**Provided entries:**
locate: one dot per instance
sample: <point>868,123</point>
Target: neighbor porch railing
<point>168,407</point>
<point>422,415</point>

* * *

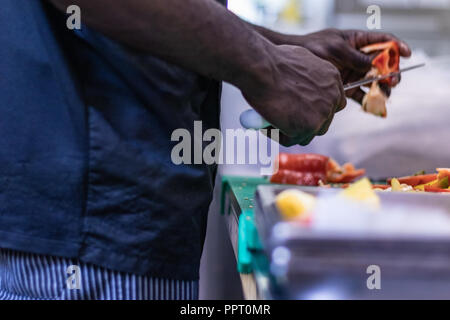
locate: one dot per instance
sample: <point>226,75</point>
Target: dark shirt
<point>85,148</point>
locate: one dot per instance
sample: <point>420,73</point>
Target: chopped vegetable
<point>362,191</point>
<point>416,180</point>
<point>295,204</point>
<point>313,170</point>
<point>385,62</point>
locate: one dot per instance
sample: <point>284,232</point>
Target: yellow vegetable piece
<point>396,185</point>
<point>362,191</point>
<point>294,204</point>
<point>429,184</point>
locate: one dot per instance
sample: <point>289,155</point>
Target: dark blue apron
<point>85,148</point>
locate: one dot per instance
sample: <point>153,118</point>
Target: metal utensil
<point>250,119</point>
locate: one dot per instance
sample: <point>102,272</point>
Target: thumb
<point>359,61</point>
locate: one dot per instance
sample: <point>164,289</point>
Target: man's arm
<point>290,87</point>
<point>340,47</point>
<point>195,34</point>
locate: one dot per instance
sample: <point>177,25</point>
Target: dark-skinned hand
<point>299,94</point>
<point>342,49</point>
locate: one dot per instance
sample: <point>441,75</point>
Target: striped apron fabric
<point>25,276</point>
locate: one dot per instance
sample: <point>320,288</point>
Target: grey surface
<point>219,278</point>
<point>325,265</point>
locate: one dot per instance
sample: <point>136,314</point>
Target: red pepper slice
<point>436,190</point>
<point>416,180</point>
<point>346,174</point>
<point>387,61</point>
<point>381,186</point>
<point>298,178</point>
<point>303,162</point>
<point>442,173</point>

**The problem:**
Search the records for lines holding the word "sample", then copy each line you find.

**Response box:**
sample: <point>868,123</point>
sample: <point>226,75</point>
sample: <point>420,73</point>
sample: <point>284,232</point>
sample: <point>289,155</point>
sample: <point>153,118</point>
sample: <point>102,272</point>
sample: <point>164,289</point>
sample: <point>177,25</point>
sample: <point>441,75</point>
sample: <point>320,288</point>
sample: <point>136,314</point>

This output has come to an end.